- _YOUR TASK_: The complete listing, repeated precisely, must form the answer.
### MATERIAL SUPPLIED ###
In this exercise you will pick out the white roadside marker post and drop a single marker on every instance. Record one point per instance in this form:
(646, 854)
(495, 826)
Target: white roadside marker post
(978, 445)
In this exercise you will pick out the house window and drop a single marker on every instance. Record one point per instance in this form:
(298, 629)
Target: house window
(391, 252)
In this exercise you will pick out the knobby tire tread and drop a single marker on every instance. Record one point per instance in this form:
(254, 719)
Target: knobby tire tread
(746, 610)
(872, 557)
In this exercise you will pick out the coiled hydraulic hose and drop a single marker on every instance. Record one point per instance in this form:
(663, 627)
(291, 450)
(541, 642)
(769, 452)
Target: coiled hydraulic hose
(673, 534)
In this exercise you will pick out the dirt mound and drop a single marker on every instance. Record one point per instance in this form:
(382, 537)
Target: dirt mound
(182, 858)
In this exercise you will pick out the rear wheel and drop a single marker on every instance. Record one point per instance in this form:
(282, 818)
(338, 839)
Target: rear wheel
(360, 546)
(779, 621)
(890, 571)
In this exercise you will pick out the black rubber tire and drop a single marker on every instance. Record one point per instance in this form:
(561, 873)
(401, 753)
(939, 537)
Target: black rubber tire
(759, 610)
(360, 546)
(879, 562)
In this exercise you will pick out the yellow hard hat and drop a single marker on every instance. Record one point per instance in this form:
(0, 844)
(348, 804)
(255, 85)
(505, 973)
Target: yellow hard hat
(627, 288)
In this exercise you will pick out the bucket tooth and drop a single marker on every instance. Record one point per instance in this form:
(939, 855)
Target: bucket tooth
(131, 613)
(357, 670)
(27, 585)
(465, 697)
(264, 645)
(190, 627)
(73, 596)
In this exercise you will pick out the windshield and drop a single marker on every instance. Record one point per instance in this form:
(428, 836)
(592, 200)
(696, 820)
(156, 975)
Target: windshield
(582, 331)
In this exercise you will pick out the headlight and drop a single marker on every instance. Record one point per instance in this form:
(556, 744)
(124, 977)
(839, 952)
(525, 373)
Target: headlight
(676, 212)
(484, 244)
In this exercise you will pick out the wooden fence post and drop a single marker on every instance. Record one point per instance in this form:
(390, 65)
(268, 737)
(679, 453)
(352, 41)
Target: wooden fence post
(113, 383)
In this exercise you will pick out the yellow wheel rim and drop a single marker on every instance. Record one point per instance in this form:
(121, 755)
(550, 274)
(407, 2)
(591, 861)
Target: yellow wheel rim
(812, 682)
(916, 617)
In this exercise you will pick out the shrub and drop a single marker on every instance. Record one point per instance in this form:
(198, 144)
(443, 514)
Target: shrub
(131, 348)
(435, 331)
###
- _SOLUTION_:
In this exercise you will pick out the white roadside marker post and drop a single marker on every instance. Record one point per instance in this form:
(646, 854)
(495, 826)
Target: white roadside marker post
(978, 445)
In this exercise you will pick out the house window and drop a single marker on every instance. Record one point per instance in this form:
(298, 629)
Target: house window
(391, 252)
In this exercise you will pick out the knobby tire tread and drop a single marker on every instance. Record one point per instance in this form:
(254, 719)
Target: knobby tire tread
(746, 610)
(872, 557)
In this exercise you will pick out the coiled hydraulic hose and drop a single marker on every instance. Record one point per instance in this form:
(663, 627)
(291, 450)
(541, 642)
(769, 452)
Target: coiled hydraulic hose
(673, 534)
In this exercise you will pick out the dirt mound and drop a single marker on every instance. Record one point per instance in this form:
(382, 537)
Target: dirt mound
(182, 858)
In this exercise you will pick out the rear wheel and drop a single marker on every instance. Record one point per instance in this form:
(282, 818)
(338, 839)
Target: rear wheel
(360, 546)
(779, 621)
(890, 571)
In this exercise you will pick out the black rubber tire and drop a single marker on every instance. Record one point per instance in this form:
(561, 873)
(401, 753)
(939, 537)
Target: black rubber tire
(759, 610)
(360, 546)
(879, 562)
In this exercise you will pick out the yellow hard hat and drop a single marker on every instance. Record one point per instance in this form:
(0, 844)
(348, 804)
(255, 85)
(505, 973)
Target: yellow hard hat
(627, 288)
In this exercise you will pick out the bucket tooth and drop a single marker on every instance. Record one point per instance in this form:
(939, 855)
Target: bucket tooth
(131, 613)
(357, 670)
(27, 585)
(465, 697)
(264, 645)
(190, 627)
(73, 596)
In this exercise you will pick out the windshield and drop a single marker on every instance. Record one point per instance in this form:
(428, 836)
(592, 200)
(696, 820)
(156, 975)
Target: windshield
(582, 331)
In this exercise you will pick out the headlight and drop a single marker on every instance. Record one point per instance in this form:
(556, 744)
(124, 977)
(839, 952)
(525, 373)
Target: headlight
(676, 212)
(484, 244)
In this exercise you will pick out the wooden fence post and drop a single marker on every instance. Record one point per instance in this form:
(390, 65)
(268, 737)
(679, 453)
(352, 41)
Target: wooden fence post
(113, 383)
In this exercise you will pick out the yellow wheel rim and drop a single marker on every instance. Record one point per instance in this form:
(121, 755)
(550, 274)
(407, 2)
(591, 861)
Target: yellow wheel rim
(812, 682)
(916, 617)
In this exercise you will pick out the shrub and drop a single marker on every instance. Record one point per instance in this form:
(198, 144)
(443, 514)
Target: shrub
(131, 348)
(435, 331)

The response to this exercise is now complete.